_Your instructions_.
From the line containing "Can you tell me where the parrot's long" to the final line of the entries, every line is to be reproduced exactly; no other line belongs in the output.

--

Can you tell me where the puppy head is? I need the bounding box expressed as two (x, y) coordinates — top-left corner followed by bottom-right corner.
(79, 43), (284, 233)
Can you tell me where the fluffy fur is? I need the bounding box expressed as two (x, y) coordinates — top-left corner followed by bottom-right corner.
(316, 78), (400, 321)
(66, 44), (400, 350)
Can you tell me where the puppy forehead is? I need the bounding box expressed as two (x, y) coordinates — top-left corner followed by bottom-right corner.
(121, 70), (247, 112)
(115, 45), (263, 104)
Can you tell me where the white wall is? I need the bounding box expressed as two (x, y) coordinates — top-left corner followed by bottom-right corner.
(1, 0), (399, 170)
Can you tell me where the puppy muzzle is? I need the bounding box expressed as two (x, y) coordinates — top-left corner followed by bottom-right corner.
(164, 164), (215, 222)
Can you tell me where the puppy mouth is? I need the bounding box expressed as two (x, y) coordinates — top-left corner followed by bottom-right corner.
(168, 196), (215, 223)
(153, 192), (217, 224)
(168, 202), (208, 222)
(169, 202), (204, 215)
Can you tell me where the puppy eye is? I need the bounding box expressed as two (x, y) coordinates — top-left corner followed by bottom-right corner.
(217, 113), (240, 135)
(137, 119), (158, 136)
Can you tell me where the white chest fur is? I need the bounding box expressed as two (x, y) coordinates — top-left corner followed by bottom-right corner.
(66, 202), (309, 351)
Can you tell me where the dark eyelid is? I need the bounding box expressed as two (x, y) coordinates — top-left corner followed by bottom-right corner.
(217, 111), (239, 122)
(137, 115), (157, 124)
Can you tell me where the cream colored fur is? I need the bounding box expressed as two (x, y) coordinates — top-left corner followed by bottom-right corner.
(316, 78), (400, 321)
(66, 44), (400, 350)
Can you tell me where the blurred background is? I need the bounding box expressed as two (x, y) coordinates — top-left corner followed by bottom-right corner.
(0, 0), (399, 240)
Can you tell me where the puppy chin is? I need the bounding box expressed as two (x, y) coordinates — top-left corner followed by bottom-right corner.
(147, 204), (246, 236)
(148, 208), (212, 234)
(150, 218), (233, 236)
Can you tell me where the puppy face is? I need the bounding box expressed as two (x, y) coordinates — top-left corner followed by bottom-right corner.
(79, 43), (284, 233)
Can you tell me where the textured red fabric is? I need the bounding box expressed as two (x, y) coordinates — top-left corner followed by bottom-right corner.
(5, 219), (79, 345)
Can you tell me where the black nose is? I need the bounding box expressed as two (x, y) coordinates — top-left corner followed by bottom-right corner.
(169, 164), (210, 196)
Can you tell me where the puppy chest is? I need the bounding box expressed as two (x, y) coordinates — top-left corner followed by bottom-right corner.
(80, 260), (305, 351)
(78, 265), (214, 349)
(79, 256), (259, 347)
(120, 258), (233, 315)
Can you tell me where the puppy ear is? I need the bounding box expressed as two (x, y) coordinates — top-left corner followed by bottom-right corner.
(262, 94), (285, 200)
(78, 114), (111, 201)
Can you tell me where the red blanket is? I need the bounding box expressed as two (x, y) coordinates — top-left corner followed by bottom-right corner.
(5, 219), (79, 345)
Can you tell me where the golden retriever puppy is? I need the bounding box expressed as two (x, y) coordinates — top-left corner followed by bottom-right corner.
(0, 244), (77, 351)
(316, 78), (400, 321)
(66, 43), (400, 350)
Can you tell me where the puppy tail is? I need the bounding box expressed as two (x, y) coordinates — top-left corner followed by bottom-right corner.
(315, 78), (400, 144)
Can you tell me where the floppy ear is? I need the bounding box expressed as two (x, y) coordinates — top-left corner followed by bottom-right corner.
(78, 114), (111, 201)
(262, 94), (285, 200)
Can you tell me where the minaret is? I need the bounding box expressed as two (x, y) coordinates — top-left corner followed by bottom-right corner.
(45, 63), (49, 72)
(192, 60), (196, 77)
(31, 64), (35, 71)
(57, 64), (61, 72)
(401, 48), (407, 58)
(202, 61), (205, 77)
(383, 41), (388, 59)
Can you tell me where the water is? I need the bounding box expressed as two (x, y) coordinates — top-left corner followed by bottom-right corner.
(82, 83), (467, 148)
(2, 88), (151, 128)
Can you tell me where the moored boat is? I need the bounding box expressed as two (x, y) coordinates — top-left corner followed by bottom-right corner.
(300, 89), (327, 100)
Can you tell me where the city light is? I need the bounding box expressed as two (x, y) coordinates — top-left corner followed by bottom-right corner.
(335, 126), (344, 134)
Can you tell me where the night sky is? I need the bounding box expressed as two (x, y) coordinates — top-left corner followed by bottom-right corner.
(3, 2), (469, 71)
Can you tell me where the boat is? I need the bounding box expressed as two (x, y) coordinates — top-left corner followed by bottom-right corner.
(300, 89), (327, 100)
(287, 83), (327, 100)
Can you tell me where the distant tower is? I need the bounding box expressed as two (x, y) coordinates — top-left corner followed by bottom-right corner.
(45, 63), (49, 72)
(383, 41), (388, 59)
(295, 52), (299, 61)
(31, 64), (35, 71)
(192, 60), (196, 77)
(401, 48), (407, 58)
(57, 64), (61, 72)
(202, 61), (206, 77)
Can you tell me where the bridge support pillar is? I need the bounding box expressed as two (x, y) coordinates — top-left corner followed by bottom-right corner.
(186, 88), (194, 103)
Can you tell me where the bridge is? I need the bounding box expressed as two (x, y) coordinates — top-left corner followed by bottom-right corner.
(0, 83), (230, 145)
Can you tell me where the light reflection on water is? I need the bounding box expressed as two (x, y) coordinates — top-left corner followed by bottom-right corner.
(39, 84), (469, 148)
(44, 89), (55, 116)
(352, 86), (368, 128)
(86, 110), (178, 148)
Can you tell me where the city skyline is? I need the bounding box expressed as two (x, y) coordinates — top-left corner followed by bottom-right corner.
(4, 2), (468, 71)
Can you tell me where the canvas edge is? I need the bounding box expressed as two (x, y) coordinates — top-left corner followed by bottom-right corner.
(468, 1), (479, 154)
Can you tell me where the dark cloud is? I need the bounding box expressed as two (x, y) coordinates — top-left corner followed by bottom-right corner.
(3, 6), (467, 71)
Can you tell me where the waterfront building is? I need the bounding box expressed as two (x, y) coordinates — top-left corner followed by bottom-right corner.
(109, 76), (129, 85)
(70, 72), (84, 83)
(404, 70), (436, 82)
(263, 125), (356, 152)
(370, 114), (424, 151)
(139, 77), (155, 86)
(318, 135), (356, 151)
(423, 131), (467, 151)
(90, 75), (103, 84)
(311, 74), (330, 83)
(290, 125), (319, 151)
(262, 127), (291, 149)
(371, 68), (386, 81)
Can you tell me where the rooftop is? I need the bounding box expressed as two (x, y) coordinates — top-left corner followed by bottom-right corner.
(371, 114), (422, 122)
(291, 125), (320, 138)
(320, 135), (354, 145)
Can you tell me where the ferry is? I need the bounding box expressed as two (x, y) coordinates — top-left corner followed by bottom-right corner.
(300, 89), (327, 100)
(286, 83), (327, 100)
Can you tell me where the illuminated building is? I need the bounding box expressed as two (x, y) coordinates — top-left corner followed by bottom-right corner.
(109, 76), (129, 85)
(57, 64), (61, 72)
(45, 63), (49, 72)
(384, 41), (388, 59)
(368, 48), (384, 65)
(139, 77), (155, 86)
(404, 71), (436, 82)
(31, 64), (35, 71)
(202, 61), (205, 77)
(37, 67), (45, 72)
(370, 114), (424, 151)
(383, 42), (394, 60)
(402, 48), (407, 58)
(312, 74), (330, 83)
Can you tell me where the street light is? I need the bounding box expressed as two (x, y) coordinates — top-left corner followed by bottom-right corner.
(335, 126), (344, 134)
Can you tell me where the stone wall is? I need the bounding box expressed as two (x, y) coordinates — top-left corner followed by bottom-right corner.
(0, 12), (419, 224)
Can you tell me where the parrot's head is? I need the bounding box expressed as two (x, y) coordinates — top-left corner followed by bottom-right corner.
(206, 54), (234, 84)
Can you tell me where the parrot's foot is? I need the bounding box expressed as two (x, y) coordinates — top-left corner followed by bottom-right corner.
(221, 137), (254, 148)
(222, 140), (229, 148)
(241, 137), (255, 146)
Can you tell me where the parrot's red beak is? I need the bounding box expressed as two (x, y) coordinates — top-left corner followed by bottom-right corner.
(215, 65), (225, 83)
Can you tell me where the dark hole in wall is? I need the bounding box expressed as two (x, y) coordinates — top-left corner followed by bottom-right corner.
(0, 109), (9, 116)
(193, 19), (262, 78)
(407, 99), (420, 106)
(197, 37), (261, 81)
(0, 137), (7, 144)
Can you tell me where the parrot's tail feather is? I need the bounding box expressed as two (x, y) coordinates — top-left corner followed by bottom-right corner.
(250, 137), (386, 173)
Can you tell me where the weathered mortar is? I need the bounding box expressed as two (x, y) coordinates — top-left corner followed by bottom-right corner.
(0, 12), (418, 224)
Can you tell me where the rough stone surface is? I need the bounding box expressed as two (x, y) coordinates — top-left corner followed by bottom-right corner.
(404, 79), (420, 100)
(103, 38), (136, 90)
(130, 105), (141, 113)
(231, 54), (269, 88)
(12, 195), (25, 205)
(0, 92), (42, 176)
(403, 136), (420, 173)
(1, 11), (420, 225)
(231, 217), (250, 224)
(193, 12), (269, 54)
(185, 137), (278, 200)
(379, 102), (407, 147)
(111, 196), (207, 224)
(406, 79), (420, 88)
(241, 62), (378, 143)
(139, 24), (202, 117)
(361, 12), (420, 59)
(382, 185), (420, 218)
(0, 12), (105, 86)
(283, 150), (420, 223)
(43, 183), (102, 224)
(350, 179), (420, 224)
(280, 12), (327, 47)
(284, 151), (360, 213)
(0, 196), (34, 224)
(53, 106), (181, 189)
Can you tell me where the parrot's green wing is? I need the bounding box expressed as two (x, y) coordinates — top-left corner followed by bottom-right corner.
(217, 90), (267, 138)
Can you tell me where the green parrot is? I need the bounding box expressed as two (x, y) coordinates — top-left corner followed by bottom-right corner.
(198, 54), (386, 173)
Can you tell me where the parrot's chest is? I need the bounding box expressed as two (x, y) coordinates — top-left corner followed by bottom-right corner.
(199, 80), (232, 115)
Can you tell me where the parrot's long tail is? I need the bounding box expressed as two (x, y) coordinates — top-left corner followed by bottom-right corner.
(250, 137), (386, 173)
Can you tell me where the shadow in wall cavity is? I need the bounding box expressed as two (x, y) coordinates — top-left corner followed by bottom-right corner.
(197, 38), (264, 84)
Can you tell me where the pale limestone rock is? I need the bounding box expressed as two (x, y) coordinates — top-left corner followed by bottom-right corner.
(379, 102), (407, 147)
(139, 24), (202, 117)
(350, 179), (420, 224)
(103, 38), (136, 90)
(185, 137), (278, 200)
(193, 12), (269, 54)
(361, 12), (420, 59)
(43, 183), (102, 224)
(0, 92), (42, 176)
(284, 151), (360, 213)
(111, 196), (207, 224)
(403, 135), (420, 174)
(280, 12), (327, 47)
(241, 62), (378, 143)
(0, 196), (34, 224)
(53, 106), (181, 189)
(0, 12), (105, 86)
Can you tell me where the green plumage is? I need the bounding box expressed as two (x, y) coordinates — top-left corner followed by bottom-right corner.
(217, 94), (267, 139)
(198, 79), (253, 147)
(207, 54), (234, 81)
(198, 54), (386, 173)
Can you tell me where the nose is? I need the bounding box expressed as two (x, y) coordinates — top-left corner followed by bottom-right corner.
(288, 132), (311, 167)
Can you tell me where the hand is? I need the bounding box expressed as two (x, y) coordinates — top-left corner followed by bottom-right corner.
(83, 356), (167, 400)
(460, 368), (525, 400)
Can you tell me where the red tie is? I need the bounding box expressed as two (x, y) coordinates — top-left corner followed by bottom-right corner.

--

_Answer box_.
Can you tell me where the parrot's long tail is? I need the bounding box expressed as two (x, y) coordinates — top-left corner followed by bottom-right corner.
(250, 137), (386, 173)
Can you tell me where the shadow in wall cavity is? I need the bounding box expressed as two (x, y) coordinates — top-left corner followed by bottom-right corner.
(197, 38), (264, 84)
Can you tell me where the pale limestone rock is? I need the bounding box expressed as two (x, y) coordinates — top-left corner followed by bottom-right corner.
(379, 102), (407, 147)
(139, 24), (202, 117)
(350, 179), (420, 224)
(103, 38), (136, 90)
(185, 137), (278, 200)
(193, 12), (269, 54)
(361, 12), (420, 59)
(43, 183), (102, 224)
(0, 92), (42, 176)
(284, 151), (360, 213)
(111, 196), (207, 224)
(403, 135), (420, 174)
(280, 12), (327, 47)
(241, 62), (378, 143)
(0, 196), (34, 224)
(53, 106), (181, 189)
(0, 12), (105, 86)
Can you tell me where the green plumage is? I need the bounding box expressed as two (x, y) coordinates — top-left corner followed by bottom-right corner.
(217, 94), (267, 139)
(198, 79), (253, 147)
(207, 54), (234, 81)
(198, 54), (386, 173)
Can you tell me where the nose is? I need the bounding box expressed as two (x, y) coordinates — top-left corner followed by bottom-right corner.
(288, 132), (311, 167)
Can you tell me where the hand is? I need the bounding box expressed as two (x, y) coordinates — top-left corner followed by bottom-right corner.
(83, 356), (167, 400)
(460, 368), (525, 400)
Can you tell me where the red tie is? I need the bounding box expressed as two (x, y) coordinates — top-left corner followed by bottom-right corner.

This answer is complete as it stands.